- [Written request] Format every line of the records below as a numbered list, leaving out the blank lines.

- [Extracted information]
Begin
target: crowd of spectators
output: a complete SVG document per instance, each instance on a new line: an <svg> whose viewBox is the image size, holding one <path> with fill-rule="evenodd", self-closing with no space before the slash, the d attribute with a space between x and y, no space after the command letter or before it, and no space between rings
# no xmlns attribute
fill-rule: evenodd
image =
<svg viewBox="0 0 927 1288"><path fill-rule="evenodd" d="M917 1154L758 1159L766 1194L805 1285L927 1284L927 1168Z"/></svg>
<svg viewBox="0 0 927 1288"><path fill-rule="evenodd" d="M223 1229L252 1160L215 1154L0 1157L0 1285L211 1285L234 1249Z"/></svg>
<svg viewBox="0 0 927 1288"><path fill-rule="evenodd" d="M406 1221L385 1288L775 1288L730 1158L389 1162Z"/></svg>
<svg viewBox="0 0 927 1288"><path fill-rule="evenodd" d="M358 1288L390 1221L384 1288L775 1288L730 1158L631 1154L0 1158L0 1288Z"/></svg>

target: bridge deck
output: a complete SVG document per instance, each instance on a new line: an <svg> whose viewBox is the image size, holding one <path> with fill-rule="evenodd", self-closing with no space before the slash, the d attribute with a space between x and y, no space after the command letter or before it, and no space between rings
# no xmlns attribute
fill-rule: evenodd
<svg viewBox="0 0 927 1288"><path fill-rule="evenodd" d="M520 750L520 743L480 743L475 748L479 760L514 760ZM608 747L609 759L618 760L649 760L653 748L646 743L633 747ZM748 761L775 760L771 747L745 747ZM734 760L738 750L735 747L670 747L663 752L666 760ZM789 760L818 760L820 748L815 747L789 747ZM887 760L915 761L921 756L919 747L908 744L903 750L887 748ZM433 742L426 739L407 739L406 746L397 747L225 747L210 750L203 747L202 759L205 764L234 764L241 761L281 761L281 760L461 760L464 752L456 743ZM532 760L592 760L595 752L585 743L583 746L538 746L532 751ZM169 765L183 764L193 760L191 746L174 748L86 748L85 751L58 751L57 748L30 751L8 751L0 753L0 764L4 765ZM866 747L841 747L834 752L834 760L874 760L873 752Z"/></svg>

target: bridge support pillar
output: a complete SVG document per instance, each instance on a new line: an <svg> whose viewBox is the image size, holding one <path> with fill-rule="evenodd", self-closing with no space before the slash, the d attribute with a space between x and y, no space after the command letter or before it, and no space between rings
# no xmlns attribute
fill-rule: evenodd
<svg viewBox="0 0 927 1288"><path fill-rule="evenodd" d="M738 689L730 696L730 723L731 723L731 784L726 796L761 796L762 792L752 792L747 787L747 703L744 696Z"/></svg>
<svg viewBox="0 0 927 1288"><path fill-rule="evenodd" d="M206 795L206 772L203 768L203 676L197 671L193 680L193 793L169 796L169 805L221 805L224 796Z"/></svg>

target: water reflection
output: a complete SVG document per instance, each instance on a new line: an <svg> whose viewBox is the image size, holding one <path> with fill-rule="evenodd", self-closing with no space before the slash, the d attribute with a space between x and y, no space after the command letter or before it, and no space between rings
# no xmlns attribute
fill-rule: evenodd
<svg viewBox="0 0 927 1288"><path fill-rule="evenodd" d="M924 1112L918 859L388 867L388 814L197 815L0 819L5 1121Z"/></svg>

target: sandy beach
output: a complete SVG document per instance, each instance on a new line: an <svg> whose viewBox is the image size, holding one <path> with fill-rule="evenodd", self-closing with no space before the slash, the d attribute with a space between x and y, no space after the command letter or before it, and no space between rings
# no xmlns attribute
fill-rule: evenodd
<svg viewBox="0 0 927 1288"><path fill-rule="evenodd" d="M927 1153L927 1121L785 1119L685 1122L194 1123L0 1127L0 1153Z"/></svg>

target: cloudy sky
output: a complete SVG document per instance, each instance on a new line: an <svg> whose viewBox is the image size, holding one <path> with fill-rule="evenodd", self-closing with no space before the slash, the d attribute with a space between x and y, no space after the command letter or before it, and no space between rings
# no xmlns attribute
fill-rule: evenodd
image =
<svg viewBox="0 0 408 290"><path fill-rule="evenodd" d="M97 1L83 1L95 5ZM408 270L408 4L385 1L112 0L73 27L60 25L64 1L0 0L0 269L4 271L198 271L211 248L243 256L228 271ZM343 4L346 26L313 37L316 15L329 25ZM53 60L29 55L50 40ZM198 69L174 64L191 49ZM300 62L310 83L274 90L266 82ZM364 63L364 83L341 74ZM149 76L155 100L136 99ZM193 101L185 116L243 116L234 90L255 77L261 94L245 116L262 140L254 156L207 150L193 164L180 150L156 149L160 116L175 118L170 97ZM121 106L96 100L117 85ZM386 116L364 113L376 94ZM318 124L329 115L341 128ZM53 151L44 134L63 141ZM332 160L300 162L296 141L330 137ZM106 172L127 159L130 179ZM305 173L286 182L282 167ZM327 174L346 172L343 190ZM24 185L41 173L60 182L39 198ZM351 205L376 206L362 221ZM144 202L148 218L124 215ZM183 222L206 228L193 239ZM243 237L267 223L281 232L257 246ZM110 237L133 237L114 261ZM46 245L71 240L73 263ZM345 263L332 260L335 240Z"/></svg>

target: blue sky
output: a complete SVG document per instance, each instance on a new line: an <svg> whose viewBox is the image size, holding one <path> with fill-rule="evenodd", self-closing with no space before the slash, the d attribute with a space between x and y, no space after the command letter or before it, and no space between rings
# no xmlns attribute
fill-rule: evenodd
End
- [Correct result]
1. target: crowd of spectators
2. output: a complete SVG document per instance, each instance on a new line: an <svg> whose viewBox is the image size, holding one <path> with fill-rule="evenodd", self-closing with no space before the slash, the d attribute with a space between x and y, no space after the command letter or before it, and no space between rings
3. # no xmlns attribute
4. fill-rule: evenodd
5. image =
6. <svg viewBox="0 0 927 1288"><path fill-rule="evenodd" d="M917 1154L758 1159L766 1194L805 1285L927 1284L927 1168Z"/></svg>
7. <svg viewBox="0 0 927 1288"><path fill-rule="evenodd" d="M223 1229L252 1160L215 1154L0 1157L0 1285L211 1285L234 1249Z"/></svg>
8. <svg viewBox="0 0 927 1288"><path fill-rule="evenodd" d="M406 1221L385 1288L775 1288L730 1158L389 1162Z"/></svg>
9. <svg viewBox="0 0 927 1288"><path fill-rule="evenodd" d="M358 1288L390 1221L384 1288L775 1288L730 1158L631 1154L0 1158L0 1288Z"/></svg>
10. target: bridge deck
11. output: a complete SVG document per instance, each instance on a new line: an <svg> whose viewBox is the image size, holding one <path> with fill-rule="evenodd", self-closing with no space before the slash, the d attribute with a space between x and y, no space after the command letter or before it, and no space between rings
12. # no xmlns attribute
13. fill-rule: evenodd
14. <svg viewBox="0 0 927 1288"><path fill-rule="evenodd" d="M520 750L520 743L480 743L475 748L479 760L514 760ZM608 747L609 759L618 760L649 760L653 748L646 743L633 747ZM748 761L775 760L771 747L745 747ZM734 760L738 750L735 747L670 747L663 752L666 760ZM789 760L818 760L820 748L815 747L789 747ZM887 760L915 761L921 756L919 747L908 744L903 750L887 748ZM433 742L426 739L407 739L406 746L397 747L225 747L210 750L203 747L202 759L205 764L234 764L241 761L281 761L281 760L461 760L464 752L456 743ZM532 760L592 760L595 752L585 743L583 746L538 746L532 751ZM169 765L183 764L193 760L191 746L174 748L86 748L85 751L58 751L57 748L30 751L8 751L0 753L0 764L4 765ZM866 747L841 747L834 752L834 760L874 760L873 752Z"/></svg>
15. target: bridge support pillar
16. output: a complete SVG document per instance, each instance on a new line: an <svg> whose viewBox is the image size, holding one <path> with fill-rule="evenodd", self-closing with no space before the slash, the d attribute with a space between x and y, no space after the command letter or before it, and no space between rings
17. # no xmlns attribute
18. fill-rule: evenodd
19. <svg viewBox="0 0 927 1288"><path fill-rule="evenodd" d="M738 689L730 696L730 723L731 723L731 784L726 796L761 796L762 792L752 792L747 787L747 703L744 696Z"/></svg>
20. <svg viewBox="0 0 927 1288"><path fill-rule="evenodd" d="M206 795L206 772L203 768L203 676L197 671L193 680L193 793L169 796L169 805L221 805L224 796Z"/></svg>
21. target: water reflection
22. output: a complete SVG document per instance, each instance on a new line: an <svg> whose viewBox is the image size, holding one <path> with fill-rule="evenodd", self-closing with no space before the slash, the d attribute with a space between x and y, no space after the command letter or before it, and no space between rings
23. # no xmlns attribute
24. fill-rule: evenodd
25. <svg viewBox="0 0 927 1288"><path fill-rule="evenodd" d="M924 1112L918 859L388 867L388 814L197 815L0 819L5 1121Z"/></svg>
26. target: sandy beach
27. output: a complete SVG document per instance, each instance on a new line: an <svg> whose viewBox is the image size, holding one <path> with fill-rule="evenodd", self-closing with no space before the slash, the d attribute with a space between x and y, no space after the command letter or before it, and no space between rings
28. # no xmlns attribute
29. fill-rule: evenodd
30. <svg viewBox="0 0 927 1288"><path fill-rule="evenodd" d="M927 1153L927 1121L785 1119L685 1122L194 1123L0 1127L0 1153Z"/></svg>
31. target: cloudy sky
32. output: a complete SVG document per instance, each instance on a new line: an <svg> whose viewBox is the image size, holding one <path> with fill-rule="evenodd", self-closing with no space before the slash, the d attribute with a space between x and y, no space after the command letter or before it, and no space between rings
33. # no xmlns attribute
34. fill-rule: evenodd
35. image =
36. <svg viewBox="0 0 408 290"><path fill-rule="evenodd" d="M97 1L83 1L95 5ZM408 270L408 4L385 1L112 0L73 27L60 25L64 1L0 0L0 269L4 271L198 271L211 248L243 256L228 271ZM343 4L346 26L313 37L316 15L329 25ZM53 60L29 55L50 40ZM198 69L174 64L191 49ZM300 62L310 83L274 90L266 82ZM364 63L364 83L341 74ZM149 76L155 100L136 99ZM193 101L185 116L243 116L234 90L255 77L261 94L245 116L262 140L254 156L207 150L193 164L180 150L156 149L160 116L175 118L170 97ZM121 106L96 100L117 85ZM386 116L364 113L376 94ZM318 124L329 115L341 128ZM53 151L44 134L63 141ZM332 160L300 162L296 141L330 137ZM106 172L127 159L130 179ZM305 173L286 182L282 167ZM327 174L346 172L343 190ZM24 185L41 173L60 182L39 198ZM351 205L376 206L362 221ZM144 202L148 218L124 215ZM183 222L206 228L193 239ZM243 237L267 223L281 232L257 246ZM110 237L133 237L114 261ZM46 245L71 240L73 263ZM345 263L332 260L335 240Z"/></svg>
37. target: blue sky
38. output: a complete SVG document per instance, each instance on a new line: an <svg> whose viewBox is the image size, holding one <path> with fill-rule="evenodd", self-closing with no space before the slash, the d attribute with a space between x and y, no space after the command letter or before it, and no space between rings
39. # no xmlns attribute
40. fill-rule: evenodd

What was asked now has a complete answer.